-- CHALLENGES --
1. Copy out the stretch of the Linux thread-scheduling passage from "Therefore, I'd like" through "implemented using pthread?".
2. Continue the Linux thread-scheduling passage past its final sentence.

-- GIVEN PASSAGE --
Linux Time Slicing and Thread Scheduling Issues – Collection and Summary

On Linux 2.6, how can you make a thread run once every 1ms?
I've tried the following two methods myself, but the results were not satisfactory. According to prototype testing, most intervals are around 1ms, but there are always some intervals lasting several milliseconds, and occasionally even over 10ms.
(1) Using settimer with an interval of 1000μs;
(2) Creating a high-priority thread that includes "the work to be done" and a usleep call to achieve the 1ms interval between consecutive thread activations.

Therefore, I'd like to ask experts:

How can you implement an accurate 1ms timer at the user level, or make a thread execute precisely every 1ms?
What is the overhead of thread switching in user space? How long is the time slice each thread gets upon being scheduled?
What thread scheduling policies are available? Can they be implemented using pthread?

o-1.txt ---

How can you implement an accurate 1ms timer at the user level, or make a thread execute once every 1ms?
It's not possible to achieve high accuracy without special measures. However, acceptable results can be achieved if requirements are not extremely strict.
What is the overhead of thread switching in user space? How long is the time slice each thread gets upon being scheduled?

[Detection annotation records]
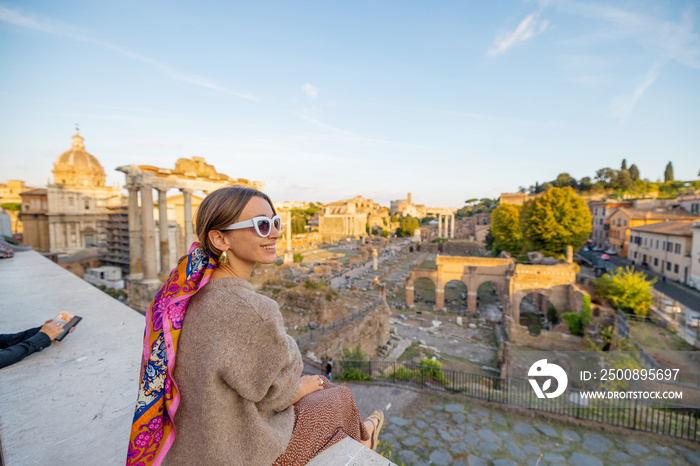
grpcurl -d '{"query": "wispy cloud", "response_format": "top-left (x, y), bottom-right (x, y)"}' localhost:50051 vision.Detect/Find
top-left (609, 62), bottom-right (663, 120)
top-left (301, 83), bottom-right (318, 99)
top-left (486, 13), bottom-right (549, 57)
top-left (547, 0), bottom-right (700, 69)
top-left (0, 5), bottom-right (258, 100)
top-left (543, 0), bottom-right (700, 116)
top-left (295, 112), bottom-right (435, 150)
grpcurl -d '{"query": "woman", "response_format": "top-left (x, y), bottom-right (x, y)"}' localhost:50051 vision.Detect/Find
top-left (127, 187), bottom-right (383, 466)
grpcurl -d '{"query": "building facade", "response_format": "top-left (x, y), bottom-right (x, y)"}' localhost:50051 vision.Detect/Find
top-left (588, 200), bottom-right (632, 249)
top-left (389, 193), bottom-right (427, 220)
top-left (20, 131), bottom-right (122, 255)
top-left (628, 222), bottom-right (698, 284)
top-left (609, 208), bottom-right (700, 257)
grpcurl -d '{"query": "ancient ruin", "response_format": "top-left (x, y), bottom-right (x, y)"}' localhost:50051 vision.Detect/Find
top-left (117, 157), bottom-right (264, 311)
top-left (406, 249), bottom-right (584, 349)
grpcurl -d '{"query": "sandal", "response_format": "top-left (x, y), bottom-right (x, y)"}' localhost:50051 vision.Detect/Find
top-left (365, 410), bottom-right (384, 451)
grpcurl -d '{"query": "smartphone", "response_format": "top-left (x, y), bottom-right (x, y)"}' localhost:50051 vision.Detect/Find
top-left (55, 312), bottom-right (83, 341)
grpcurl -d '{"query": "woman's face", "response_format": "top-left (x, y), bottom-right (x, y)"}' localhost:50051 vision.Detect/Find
top-left (226, 196), bottom-right (280, 264)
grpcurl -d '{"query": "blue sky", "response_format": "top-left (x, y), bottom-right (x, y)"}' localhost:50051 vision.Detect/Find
top-left (0, 0), bottom-right (700, 207)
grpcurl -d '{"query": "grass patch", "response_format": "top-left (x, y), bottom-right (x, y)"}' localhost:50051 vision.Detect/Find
top-left (397, 342), bottom-right (423, 362)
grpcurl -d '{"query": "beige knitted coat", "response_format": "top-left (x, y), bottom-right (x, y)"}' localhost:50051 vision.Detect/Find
top-left (163, 277), bottom-right (303, 466)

-- PER-TASK ANSWERS --
1.
Therefore, I'd like to ask experts:

How can you implement an accurate 1ms timer at the user level, or make a thread execute precisely every 1ms?
What is the overhead of thread switching in user space? How long is the time slice each thread gets upon being scheduled?
What thread scheduling policies are available? Can they be implemented using pthread?

2.
a. The overhead is very small because the scheduler uses an O(1) algorithm;
b. The default initial time slice is 20ms, but this value varies dynamically based on scheduling policy, priority, and other factors.
What thread scheduling policies are available? Can they be implemented using pthread?
a. Thread scheduling policies are the same as process scheduling policies;
b. It might be difficult—haven't tried it.

Suggestions:
a. Consider trying kernel soft interrupts;
b. If timing precision is critical, set the process scheduling policy to SCHED_FIFO or SCHED_RR, both of which are real-time policies. Also review materials on kernel preemption, and preferably use the latest kernel version.

#include <stdio.h>
#include <stdlib.h>
#include <time.h>
#include <sys/time.h>
#include <errno.h>
#include <string.h>
#include <unistd.h>
#include <sys/types.h>

#define PRINT_USEAGE     { \
        fprintf(stderr, "\n   Usage:   %s   usec   ",argv[0]); \
        fprintf(stderr, "\n\n ");\
    }

int
main (int argc, char **argv)
{
    unsigned int nTimeTestSec = 0;                 /*   sec   */
    unsigned int nTimeTest = 0;                    /*   usec   */
    struct timeval tvBegin;
    struct timeval tvNow;
    int ret = 0;
    unsigned int nDelay = 0;                       /*   usec   */
    fd_set rfds;
    struct timeval tv;
    int fd = 1;
    int i = 0;
    struct timespec req;
    unsigned int delay[20] =
        { 500000, 100000, 50000, 10000, 1000, 900, 500, 100, 10, 1, 0 };
    int nReduce = 0;                               /*   error   */

#if 0
    if (argc < 2)
        {
            PRINT_USEAGE;
            exit (1);
        }
    nDelay = atoi (argv[1]);
#endif

    fprintf (stderr, "%18s%12s%12s%12s\n ", "function ", "time(usec) ", "realTime ",
                      "reduce ");
    fprintf (stderr,
                      "-------------------------------------------------------------------\n ");

    for (i = 0; i < 20; i++)
        {
            if (delay[i] <= 0)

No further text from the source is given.